[Stored data entries]
========================================================================
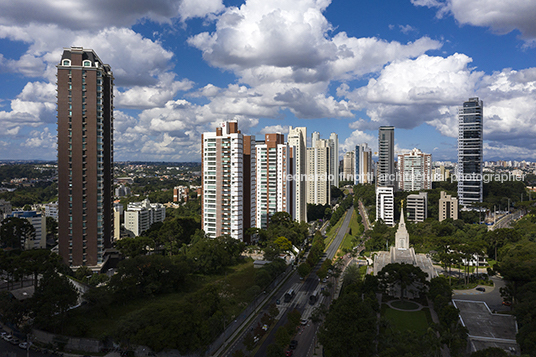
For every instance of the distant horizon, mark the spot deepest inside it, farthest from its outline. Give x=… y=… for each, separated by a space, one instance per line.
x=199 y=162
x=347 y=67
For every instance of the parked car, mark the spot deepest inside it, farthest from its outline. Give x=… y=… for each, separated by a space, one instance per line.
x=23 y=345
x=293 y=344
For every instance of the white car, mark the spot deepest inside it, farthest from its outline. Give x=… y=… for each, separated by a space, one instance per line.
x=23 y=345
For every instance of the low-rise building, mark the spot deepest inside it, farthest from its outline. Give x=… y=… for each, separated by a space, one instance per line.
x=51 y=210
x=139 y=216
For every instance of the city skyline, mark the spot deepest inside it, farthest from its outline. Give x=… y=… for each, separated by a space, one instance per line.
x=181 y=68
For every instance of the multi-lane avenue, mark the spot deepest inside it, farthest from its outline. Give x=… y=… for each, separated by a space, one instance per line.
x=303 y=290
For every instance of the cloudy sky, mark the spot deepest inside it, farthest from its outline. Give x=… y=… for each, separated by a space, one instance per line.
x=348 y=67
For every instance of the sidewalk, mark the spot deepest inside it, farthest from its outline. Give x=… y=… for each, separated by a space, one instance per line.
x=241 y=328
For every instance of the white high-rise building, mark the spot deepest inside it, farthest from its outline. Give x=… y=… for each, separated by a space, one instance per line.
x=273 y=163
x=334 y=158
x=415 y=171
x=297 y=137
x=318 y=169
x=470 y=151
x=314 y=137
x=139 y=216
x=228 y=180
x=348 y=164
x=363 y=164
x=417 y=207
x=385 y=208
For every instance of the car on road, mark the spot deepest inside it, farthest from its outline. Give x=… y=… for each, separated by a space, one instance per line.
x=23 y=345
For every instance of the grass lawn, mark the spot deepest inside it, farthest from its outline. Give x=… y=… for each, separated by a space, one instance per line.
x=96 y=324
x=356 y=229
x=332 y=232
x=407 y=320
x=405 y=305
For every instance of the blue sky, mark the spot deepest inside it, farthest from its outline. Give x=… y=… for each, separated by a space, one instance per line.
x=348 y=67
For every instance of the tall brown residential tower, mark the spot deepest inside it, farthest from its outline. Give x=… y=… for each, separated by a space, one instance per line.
========================================================================
PROBLEM TO WORK ON |
Would you return all the data exactly as given, minus the pictures?

RESPONSE TO THIS TASK |
For every instance of the distant horizon, mark the spot deepest inside it, farthest from its outline. Give x=… y=… for each, separated by a space, one instance per line.
x=199 y=162
x=347 y=67
For every instance of the parked car, mark the spot deepest inside it, farthest from its outline. Give x=… y=… for each, separated by a space, one instance per line.
x=23 y=345
x=293 y=344
For every instance of the white car, mark the spot deepest inside it, farthest from its outline. Give x=… y=… for each, separated by a space, one instance per line.
x=23 y=345
For every instance of the low-rise building, mark the spot deepest inside it, farthest from its outline. Give x=… y=… for each, separated by a space, one instance per line.
x=51 y=210
x=139 y=216
For every instance of the city skyline, mark the spot deepest inside it, farthest from its outline. Give x=… y=… for each, separated by a space, one instance per line.
x=181 y=68
For every instance of the multi-lane avenue, mark the spot deepest inside it, farthest from its outline. Give x=… y=… for each, separated by a space, one instance per line.
x=303 y=290
For every instance of the cloudy sky, mark the spot deepest inside it, farthest from its outline. Give x=… y=… for each, separated by a space, one instance per line.
x=348 y=67
For every instance of the sidewalk, mark the spot deepest inside it, farthest from its outline. Give x=… y=… for each, separated by a space, one instance per line.
x=241 y=328
For every instance of the white high-rise building, mark the spot deepest inside it, farthest from its outline. Give x=… y=… for each, separated by a space, one instance per line.
x=273 y=163
x=334 y=158
x=415 y=171
x=297 y=137
x=318 y=169
x=470 y=151
x=314 y=137
x=139 y=216
x=228 y=180
x=348 y=164
x=363 y=164
x=417 y=207
x=385 y=208
For every instance of the car on road, mark the spot deepest inside it, farthest from its outline. Give x=… y=… for each, separated by a space, one instance per line.
x=23 y=345
For every instance of the grass lawn, mark the spot deepest inside it, farthest from its outline. Give x=… y=… for each, separated by a space, one instance per line.
x=96 y=324
x=356 y=229
x=332 y=232
x=407 y=320
x=405 y=305
For every instance of the blue sky, mark the spot deepest inside it, farthest from its outline. Give x=… y=… for each, separated by a space, one instance per line.
x=348 y=67
For every instance of the tall brown residential tower, mark the spot deepest inside it, farthest from its outline. Give x=… y=… for each, separated by a space, one instance per line.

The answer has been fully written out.